__Aim__. Find every line in the records below that contains the word "shirt" and copy each of those lines. Case counts.

__Input records__.
'''
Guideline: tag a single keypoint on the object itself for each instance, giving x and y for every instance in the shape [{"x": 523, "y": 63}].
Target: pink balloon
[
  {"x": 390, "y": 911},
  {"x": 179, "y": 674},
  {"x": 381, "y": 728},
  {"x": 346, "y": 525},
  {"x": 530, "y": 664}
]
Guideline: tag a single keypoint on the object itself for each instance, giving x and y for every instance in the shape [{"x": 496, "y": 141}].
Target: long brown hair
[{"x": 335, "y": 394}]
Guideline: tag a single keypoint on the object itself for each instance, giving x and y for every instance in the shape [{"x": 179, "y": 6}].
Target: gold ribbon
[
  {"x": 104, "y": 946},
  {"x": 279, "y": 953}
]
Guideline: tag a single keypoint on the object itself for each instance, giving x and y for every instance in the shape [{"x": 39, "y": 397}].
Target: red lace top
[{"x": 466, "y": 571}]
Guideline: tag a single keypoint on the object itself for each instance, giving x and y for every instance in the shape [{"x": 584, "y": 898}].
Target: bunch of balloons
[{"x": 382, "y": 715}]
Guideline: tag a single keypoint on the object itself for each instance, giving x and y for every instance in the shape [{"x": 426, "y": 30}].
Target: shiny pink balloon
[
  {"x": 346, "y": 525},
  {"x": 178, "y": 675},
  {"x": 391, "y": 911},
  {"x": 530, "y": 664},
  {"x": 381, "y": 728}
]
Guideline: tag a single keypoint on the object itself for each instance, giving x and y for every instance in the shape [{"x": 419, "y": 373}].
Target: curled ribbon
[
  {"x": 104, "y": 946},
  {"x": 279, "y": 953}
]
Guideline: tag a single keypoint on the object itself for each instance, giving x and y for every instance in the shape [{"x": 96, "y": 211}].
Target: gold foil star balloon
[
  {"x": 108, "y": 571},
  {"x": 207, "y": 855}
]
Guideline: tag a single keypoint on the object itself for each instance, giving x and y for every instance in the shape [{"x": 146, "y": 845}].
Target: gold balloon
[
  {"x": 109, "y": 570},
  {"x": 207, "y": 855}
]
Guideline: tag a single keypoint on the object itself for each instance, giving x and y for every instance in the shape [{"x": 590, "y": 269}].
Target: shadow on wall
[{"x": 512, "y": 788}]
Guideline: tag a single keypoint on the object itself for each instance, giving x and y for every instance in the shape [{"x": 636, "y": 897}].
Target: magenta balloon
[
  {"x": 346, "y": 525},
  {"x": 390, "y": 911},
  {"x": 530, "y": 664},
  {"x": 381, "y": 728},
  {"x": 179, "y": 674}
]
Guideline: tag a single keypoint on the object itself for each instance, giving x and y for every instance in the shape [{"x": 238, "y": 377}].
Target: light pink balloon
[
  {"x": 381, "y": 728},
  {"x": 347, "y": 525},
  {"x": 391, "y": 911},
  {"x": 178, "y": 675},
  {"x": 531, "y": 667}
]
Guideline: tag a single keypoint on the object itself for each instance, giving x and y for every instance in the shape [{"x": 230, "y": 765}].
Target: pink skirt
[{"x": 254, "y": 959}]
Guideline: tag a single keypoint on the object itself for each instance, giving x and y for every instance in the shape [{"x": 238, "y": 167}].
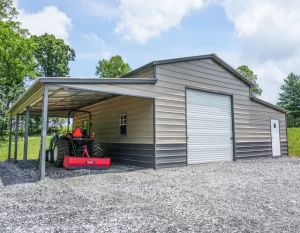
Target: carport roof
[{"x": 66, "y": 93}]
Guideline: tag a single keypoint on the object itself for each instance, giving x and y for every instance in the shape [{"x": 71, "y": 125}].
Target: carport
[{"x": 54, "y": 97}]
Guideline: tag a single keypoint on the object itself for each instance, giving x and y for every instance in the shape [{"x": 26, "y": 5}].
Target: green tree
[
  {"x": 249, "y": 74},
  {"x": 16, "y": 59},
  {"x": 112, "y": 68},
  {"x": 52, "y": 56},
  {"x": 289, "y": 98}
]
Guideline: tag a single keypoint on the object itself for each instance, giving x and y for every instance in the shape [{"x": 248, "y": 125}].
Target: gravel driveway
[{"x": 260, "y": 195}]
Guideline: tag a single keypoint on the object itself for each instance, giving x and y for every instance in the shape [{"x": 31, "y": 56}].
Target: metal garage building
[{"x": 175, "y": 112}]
'''
'''
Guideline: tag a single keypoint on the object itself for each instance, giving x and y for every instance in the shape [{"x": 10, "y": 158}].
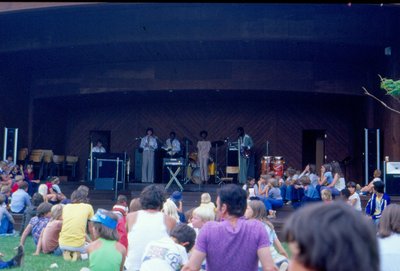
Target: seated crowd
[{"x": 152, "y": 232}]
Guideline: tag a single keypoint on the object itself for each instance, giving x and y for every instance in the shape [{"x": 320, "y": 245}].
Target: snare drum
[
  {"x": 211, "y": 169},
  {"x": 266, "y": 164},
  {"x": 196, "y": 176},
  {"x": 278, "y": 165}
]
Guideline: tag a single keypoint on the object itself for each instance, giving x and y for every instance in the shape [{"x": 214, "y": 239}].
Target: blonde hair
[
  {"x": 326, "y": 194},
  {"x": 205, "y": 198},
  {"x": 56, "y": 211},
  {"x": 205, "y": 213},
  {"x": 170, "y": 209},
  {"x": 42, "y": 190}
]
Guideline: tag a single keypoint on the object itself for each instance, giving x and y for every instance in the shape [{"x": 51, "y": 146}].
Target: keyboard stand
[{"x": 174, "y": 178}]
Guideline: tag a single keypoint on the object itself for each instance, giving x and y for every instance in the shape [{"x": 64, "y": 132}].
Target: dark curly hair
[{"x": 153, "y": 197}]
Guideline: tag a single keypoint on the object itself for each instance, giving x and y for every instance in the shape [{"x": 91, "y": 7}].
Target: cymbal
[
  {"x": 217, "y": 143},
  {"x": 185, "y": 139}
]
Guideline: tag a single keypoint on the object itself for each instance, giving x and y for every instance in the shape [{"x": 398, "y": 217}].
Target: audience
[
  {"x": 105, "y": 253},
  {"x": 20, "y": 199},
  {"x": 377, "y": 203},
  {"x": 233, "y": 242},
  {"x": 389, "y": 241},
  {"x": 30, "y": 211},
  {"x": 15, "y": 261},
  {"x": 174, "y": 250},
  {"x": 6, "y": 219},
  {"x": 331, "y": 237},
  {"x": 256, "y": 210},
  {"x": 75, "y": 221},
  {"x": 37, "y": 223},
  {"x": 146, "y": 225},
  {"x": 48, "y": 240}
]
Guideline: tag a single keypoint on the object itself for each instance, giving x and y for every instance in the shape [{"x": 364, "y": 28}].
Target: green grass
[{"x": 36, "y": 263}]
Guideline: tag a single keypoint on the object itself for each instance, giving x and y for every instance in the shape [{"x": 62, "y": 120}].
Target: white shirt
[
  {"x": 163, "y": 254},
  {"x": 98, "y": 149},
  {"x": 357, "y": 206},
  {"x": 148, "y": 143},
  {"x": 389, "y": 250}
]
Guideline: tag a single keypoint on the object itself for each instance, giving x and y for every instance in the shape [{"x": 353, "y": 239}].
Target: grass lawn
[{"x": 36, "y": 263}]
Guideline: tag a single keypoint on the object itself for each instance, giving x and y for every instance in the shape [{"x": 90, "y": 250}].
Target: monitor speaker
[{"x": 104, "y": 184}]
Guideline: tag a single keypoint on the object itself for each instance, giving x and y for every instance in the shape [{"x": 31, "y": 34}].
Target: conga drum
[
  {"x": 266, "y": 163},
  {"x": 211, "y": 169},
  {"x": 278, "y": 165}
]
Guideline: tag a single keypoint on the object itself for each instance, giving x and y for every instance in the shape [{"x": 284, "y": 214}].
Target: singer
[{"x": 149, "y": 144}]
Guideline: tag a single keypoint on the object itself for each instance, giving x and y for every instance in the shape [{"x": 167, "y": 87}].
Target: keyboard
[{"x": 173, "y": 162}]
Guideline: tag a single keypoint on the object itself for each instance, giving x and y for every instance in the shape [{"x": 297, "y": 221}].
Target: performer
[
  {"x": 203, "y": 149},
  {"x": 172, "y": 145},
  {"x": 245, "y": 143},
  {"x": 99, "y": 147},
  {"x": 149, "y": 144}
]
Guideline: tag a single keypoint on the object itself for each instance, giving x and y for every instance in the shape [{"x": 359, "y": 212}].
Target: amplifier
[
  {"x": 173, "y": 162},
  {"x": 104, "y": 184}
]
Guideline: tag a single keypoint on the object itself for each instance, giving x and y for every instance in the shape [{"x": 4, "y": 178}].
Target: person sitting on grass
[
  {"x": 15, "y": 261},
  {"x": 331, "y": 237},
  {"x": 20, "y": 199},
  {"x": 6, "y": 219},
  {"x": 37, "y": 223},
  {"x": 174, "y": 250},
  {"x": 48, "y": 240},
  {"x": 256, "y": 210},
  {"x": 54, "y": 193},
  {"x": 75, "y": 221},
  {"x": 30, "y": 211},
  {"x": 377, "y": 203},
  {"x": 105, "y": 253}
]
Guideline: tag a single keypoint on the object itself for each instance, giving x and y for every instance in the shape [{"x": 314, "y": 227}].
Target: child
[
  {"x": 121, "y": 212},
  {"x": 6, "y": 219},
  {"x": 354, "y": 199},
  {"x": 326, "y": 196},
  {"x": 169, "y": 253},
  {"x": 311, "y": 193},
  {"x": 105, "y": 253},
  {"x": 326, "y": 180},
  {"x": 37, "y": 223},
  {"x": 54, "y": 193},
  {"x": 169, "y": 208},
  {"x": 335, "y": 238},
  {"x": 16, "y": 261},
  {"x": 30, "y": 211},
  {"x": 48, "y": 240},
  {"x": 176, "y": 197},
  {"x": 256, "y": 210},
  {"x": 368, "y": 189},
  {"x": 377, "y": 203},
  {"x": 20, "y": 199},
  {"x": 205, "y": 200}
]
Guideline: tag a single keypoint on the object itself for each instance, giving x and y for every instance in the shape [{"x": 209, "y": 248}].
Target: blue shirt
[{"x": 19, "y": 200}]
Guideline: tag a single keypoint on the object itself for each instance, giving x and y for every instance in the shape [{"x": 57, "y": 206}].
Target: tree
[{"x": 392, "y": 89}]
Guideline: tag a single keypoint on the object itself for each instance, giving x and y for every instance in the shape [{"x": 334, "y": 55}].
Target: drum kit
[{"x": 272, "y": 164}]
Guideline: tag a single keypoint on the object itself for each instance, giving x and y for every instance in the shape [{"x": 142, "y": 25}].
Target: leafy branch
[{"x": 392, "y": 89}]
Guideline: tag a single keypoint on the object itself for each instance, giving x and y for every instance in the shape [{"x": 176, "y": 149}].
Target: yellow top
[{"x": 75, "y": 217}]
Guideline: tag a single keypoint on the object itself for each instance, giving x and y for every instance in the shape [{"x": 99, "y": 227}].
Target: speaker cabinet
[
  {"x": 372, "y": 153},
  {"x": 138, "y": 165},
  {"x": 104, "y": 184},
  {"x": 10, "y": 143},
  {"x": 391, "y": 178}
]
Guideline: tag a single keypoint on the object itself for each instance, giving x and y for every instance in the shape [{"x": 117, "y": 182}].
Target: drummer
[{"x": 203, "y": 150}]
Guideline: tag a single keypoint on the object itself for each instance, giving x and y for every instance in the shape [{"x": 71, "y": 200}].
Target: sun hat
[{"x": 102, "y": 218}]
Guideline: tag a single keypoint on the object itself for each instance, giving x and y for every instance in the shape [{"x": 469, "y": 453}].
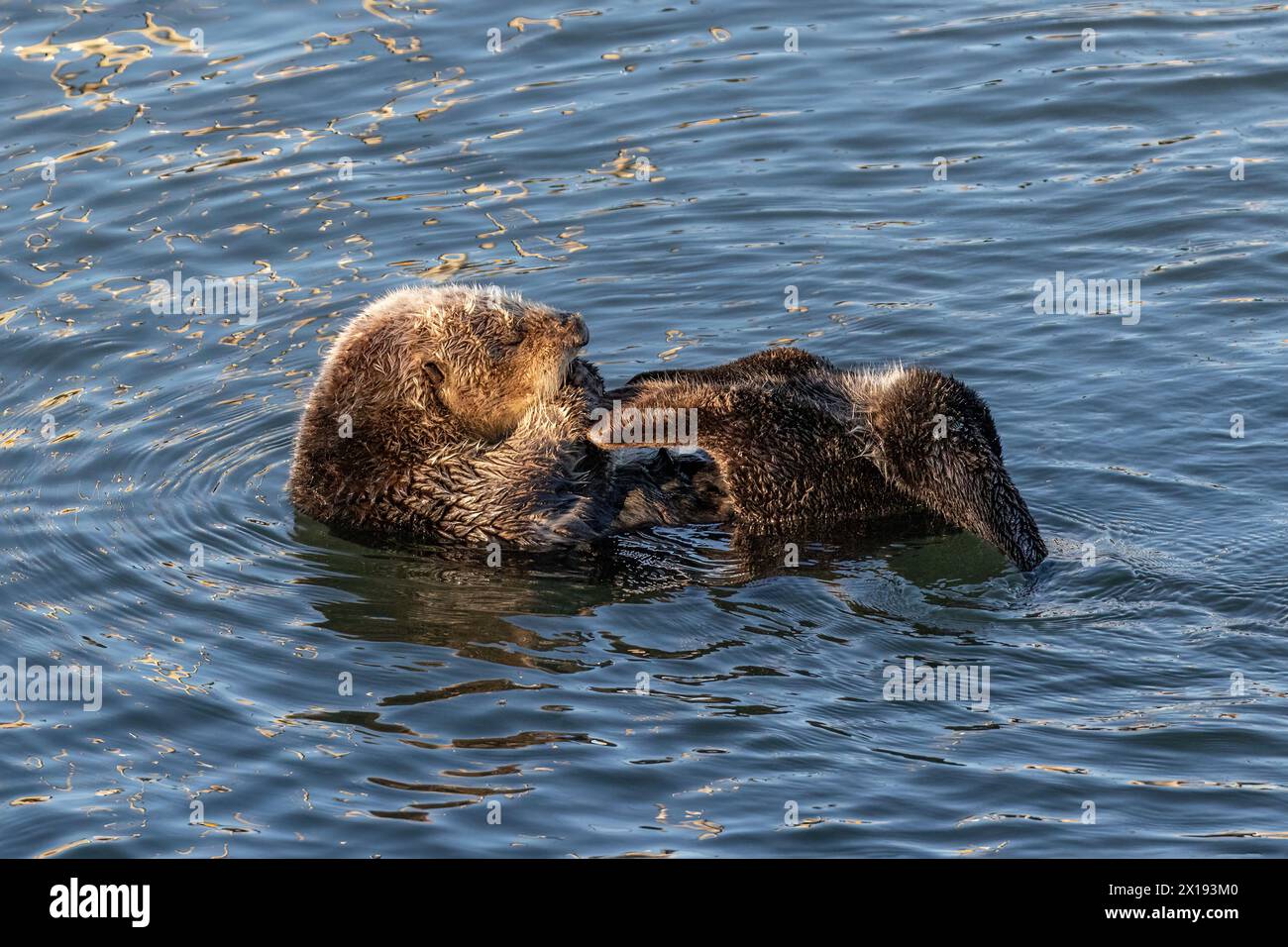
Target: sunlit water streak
'''
'''
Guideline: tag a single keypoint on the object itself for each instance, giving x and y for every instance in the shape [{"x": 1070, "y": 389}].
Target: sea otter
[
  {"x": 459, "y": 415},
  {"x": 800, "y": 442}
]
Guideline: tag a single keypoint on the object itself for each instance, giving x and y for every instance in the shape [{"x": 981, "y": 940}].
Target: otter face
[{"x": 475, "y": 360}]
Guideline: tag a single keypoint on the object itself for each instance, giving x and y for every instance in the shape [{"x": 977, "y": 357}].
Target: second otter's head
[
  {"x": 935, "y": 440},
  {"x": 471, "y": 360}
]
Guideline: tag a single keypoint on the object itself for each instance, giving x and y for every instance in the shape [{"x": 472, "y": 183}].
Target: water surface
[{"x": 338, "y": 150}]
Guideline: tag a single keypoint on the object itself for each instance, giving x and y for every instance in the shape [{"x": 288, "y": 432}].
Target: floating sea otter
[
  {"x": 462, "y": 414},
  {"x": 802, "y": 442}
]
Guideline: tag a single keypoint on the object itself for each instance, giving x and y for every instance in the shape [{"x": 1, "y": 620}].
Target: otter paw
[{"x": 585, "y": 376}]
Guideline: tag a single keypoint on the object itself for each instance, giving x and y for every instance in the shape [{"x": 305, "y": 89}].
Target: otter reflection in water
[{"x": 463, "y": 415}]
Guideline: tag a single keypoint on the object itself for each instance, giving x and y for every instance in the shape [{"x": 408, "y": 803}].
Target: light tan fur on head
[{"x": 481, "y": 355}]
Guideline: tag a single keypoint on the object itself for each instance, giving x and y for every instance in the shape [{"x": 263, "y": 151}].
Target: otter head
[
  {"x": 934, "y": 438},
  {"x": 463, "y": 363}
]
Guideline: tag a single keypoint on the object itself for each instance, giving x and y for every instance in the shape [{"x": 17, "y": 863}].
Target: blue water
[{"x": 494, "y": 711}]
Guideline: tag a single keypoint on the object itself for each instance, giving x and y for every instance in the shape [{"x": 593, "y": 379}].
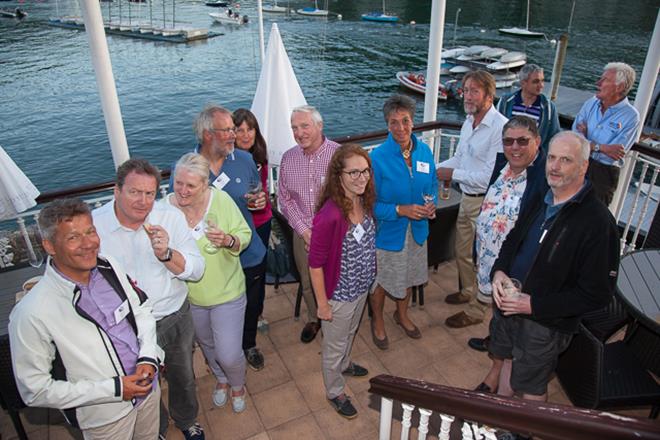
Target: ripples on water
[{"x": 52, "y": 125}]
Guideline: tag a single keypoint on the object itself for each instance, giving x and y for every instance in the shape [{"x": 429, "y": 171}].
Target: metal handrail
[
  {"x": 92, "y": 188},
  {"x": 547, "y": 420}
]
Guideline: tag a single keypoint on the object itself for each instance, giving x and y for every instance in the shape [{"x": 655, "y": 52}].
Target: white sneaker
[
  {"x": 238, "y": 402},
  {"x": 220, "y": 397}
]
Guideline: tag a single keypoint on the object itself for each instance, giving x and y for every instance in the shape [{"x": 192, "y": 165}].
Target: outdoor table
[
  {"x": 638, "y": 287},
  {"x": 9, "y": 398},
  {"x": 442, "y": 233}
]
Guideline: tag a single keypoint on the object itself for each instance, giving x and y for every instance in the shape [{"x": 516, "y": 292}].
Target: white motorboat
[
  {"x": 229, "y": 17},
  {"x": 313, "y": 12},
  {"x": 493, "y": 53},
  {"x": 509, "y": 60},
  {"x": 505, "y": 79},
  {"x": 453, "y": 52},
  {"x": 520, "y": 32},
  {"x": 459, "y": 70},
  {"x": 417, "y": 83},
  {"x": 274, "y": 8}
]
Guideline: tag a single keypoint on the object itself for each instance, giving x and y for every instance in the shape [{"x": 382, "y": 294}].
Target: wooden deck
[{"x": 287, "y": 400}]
'''
__Solution for this problem__.
Target: white shirt
Target: blue shirt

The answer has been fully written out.